[Location identification items]

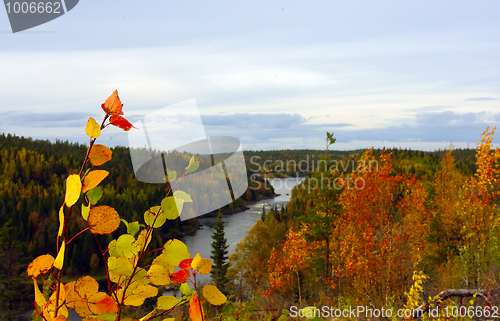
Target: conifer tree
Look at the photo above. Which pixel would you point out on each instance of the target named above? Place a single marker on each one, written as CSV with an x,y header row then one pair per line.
x,y
13,288
219,254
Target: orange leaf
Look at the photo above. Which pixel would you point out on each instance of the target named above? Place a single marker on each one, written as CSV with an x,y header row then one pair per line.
x,y
40,265
71,295
180,276
121,122
113,105
101,303
93,179
201,265
195,309
103,220
185,264
73,189
86,286
214,295
99,154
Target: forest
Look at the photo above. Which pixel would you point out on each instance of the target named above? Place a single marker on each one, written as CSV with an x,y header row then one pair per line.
x,y
413,230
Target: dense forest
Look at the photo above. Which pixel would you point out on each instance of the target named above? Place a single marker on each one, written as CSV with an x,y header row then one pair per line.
x,y
433,212
32,184
414,229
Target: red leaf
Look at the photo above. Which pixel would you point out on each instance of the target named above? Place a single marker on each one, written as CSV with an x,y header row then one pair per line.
x,y
113,105
195,311
185,264
180,276
121,122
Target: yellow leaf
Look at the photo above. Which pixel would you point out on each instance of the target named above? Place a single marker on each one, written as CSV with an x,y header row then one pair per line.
x,y
39,298
149,315
40,265
61,220
86,286
93,179
62,295
214,295
141,241
138,294
71,295
59,261
103,220
113,104
175,251
73,189
101,303
99,154
195,309
201,265
93,129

**Stated exercise:** Please turn every line of the records above into a Markdown table with the columns "Row" and "Line", numbering the rows in order and skipping blank lines. Leave the pictures out.

**Right answer:**
| Row | Line |
|---|---|
| 1 | Target: conifer tree |
| 2 | Look at the photo above. Which pixel would you point out on each instance of the target named above? Place a single marker on each one, written as CSV with an x,y header row then one pair per line. |
| 3 | x,y |
| 4 | 13,288 |
| 5 | 219,254 |
| 6 | Target: orange leaf |
| 7 | Look at the photo above. Which pixel would you point out on each instance of the target named above? Place a single marker on each one, written as CSV with an x,y header row then one pair per line. |
| 8 | x,y |
| 9 | 40,265 |
| 10 | 71,295 |
| 11 | 180,276 |
| 12 | 121,122 |
| 13 | 113,105 |
| 14 | 101,303 |
| 15 | 93,179 |
| 16 | 201,265 |
| 17 | 195,309 |
| 18 | 103,220 |
| 19 | 185,264 |
| 20 | 73,189 |
| 21 | 86,286 |
| 22 | 214,295 |
| 23 | 99,154 |
| 24 | Target: forest |
| 25 | Look at the photo above. Which pixel would you point out on each instance of the target named above? Place a single marker on each one, written as CSV with an x,y header row then one pair per line. |
| 26 | x,y |
| 27 | 413,230 |
| 28 | Target: dense forest |
| 29 | Look at the photo above. Which pixel would you point out on each instance of the target named above? Place a single marker on each one, written as CSV with an x,y header row then one pair per line. |
| 30 | x,y |
| 31 | 433,212 |
| 32 | 32,184 |
| 33 | 414,229 |
| 34 | Target: red leaf |
| 35 | Look at the photo above. Which pixel would you point out on each instance of the target named above? Place a single marker on each one, written as CSV with an x,y header row then one pair per line. |
| 36 | x,y |
| 37 | 113,105 |
| 38 | 195,311 |
| 39 | 185,264 |
| 40 | 180,276 |
| 41 | 121,122 |
| 42 | Target: yellow leaf |
| 43 | Look at the photo above. Which pixel would you point out on each instance of the target named above? Place a single marker on each one, written as CSV with an x,y header row then one pair per line. |
| 44 | x,y |
| 45 | 39,298 |
| 46 | 149,315 |
| 47 | 40,265 |
| 48 | 61,220 |
| 49 | 86,286 |
| 50 | 93,179 |
| 51 | 62,295 |
| 52 | 214,295 |
| 53 | 141,241 |
| 54 | 138,294 |
| 55 | 71,295 |
| 56 | 59,261 |
| 57 | 103,220 |
| 58 | 113,104 |
| 59 | 175,251 |
| 60 | 73,189 |
| 61 | 101,303 |
| 62 | 99,154 |
| 63 | 195,309 |
| 64 | 201,265 |
| 65 | 93,129 |